== Written request 1 ==
Locate each line in the entries that contains the string "strap" and copy those lines.

---+---

Bring accurate enhanced context token counts to /tokens

2025-06-06 04:35:00 +00:00 · 2025-04-14 08:34:21 -04:00 · 2025-04-14 08:34:21 -04:00 · b8f7757435
commit b8f7757435
parent b155143845
2 changed files with 170 additions and 29 deletions
--- a/aider/coders/navigator_coder.py
+++ b/aider/coders/navigator_coder.py
@ -93,8 +93,100 @@ class NavigatorCoder(Coder):
        # Enable enhanced context blocks by default
        self.use_enhanced_context = True
        # Initialize empty token tracking dictionary and cache structures 
        # but don't populate yet to avoid startup delay
        self.context_block_tokens = {}
        self.context_blocks_cache = {}
        self.tokens_calculated = False
        super().__init__(*args, **kwargs)
    def _calculate_context_block_tokens(self, force=False):
        """
        Calculate token counts for all enhanced context blocks.
        This is the central method for calculating token counts,
        ensuring they're consistent across all parts of the code.
        This method populates the cache for context blocks and calculates tokens.
        Args:
            force: If True, recalculate tokens even if already calculated
        """
        # Skip if already calculated and not forced
        if hasattr(self, 'tokens_calculated') and self.tokens_calculated and not force:
            return
        # Clear existing token counts
        self.context_block_tokens = {}
        # Initialize the cache for context blocks if needed
        if not hasattr(self, 'context_blocks_cache'):
            self.context_blocks_cache = {}
        if not self.use_enhanced_context:
            return
        try:
            # First, clear the cache to force regeneration of all blocks
            self.context_blocks_cache = {}
            # Generate all context blocks and calculate token counts
            block_types = ["environment_info", "directory_structure", "git_status", "symbol_outline"]
            for block_type in block_types:
                block_content = self._generate_context_block(block_type)
                if block_content:
                    self.context_block_tokens[block_type] = self.main_model.token_count(block_content)
            # Mark as calculated
            self.tokens_calculated = True
        except Exception as e:
            # Silently handle errors during calculation
            # This prevents errors in token counting from breaking the main functionality
            pass
    def _generate_context_block(self, block_name):
        """
        Generate a specific context block and cache it.
        This is a helper method for get_cached_context_block.
        """
        content = None
        if block_name == "environment_info":
            content = self.get_environment_info()
        elif block_name == "directory_structure":
            content = self.get_directory_structure()
        elif block_name == "git_status":
            content = self.get_git_status()
        elif block_name == "symbol_outline":
            content = self.get_context_symbol_outline()
        elif block_name == "context_summary":
            content = self.get_context_summary()

---+---

== Written request 2 ==
Rewrite the code change above from "Calculate token counts for" to "and calculates tokens.", changing "token counts" to "token totals" wherever it occurs.

(Recorded data)
---+---

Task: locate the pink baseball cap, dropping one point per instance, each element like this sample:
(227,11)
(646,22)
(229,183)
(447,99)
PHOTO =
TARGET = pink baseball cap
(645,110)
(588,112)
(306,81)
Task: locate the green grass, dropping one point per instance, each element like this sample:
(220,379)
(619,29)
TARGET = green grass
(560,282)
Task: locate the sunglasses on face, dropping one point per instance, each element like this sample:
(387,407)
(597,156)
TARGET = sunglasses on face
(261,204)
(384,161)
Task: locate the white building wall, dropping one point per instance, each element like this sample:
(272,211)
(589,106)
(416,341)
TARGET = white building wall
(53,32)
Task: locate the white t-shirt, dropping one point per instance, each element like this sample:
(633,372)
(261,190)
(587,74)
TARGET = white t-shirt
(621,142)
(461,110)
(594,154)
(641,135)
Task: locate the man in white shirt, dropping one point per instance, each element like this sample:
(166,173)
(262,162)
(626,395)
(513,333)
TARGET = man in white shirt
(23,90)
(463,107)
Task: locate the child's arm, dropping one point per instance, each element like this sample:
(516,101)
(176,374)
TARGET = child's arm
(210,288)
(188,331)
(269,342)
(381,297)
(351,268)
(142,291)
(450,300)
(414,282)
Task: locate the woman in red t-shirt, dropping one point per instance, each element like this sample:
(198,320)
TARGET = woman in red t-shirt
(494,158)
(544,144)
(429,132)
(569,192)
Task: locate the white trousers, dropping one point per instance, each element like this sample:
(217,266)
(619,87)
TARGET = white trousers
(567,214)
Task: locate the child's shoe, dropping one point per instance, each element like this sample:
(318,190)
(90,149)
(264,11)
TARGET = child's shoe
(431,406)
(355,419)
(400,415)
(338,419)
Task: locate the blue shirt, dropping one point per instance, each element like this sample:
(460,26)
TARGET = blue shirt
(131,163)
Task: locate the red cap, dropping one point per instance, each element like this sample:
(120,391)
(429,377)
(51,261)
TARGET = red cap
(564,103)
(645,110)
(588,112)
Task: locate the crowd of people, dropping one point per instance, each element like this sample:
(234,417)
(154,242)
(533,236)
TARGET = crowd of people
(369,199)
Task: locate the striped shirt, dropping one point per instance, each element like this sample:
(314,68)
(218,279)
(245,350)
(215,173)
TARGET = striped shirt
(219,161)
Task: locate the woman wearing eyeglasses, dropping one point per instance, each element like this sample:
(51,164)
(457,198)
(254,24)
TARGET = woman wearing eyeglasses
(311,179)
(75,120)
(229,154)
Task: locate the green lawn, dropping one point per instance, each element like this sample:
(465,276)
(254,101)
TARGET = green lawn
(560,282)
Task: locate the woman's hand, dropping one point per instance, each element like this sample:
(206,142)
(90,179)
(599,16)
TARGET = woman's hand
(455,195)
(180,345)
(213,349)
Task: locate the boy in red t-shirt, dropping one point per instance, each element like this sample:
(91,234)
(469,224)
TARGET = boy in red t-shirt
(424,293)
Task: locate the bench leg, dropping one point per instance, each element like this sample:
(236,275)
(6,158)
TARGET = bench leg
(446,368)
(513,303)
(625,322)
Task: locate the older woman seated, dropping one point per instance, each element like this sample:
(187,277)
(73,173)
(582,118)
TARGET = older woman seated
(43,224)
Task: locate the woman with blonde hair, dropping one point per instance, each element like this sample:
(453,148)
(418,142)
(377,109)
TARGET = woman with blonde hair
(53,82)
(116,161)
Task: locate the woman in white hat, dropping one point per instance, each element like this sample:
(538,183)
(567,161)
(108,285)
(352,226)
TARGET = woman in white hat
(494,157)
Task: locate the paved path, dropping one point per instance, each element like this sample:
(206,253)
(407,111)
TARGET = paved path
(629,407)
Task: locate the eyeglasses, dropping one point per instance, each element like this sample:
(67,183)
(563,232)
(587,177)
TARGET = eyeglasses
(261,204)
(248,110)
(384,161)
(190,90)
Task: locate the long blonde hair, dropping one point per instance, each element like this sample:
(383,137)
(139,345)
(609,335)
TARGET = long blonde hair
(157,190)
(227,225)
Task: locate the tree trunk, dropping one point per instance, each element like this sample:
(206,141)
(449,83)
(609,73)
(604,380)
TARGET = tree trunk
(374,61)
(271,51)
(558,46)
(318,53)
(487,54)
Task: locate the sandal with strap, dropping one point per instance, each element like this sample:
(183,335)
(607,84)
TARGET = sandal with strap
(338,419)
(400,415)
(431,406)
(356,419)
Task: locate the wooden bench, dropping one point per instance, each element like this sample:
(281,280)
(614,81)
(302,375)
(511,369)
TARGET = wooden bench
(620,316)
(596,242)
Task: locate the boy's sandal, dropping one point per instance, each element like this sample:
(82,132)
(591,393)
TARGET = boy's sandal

---+---

== Correct output 1 ==
Task: locate the sandal with strap, dropping one point per instance, each element like this sample:
TARGET = sandal with strap

== Correct output 2 ==
Calculate token totals for all enhanced context blocks.
        This is the central method for calculating token totals,
        ensuring they're consistent across all parts of the code.
        This method populates the cache for context blocks and calculates tokens.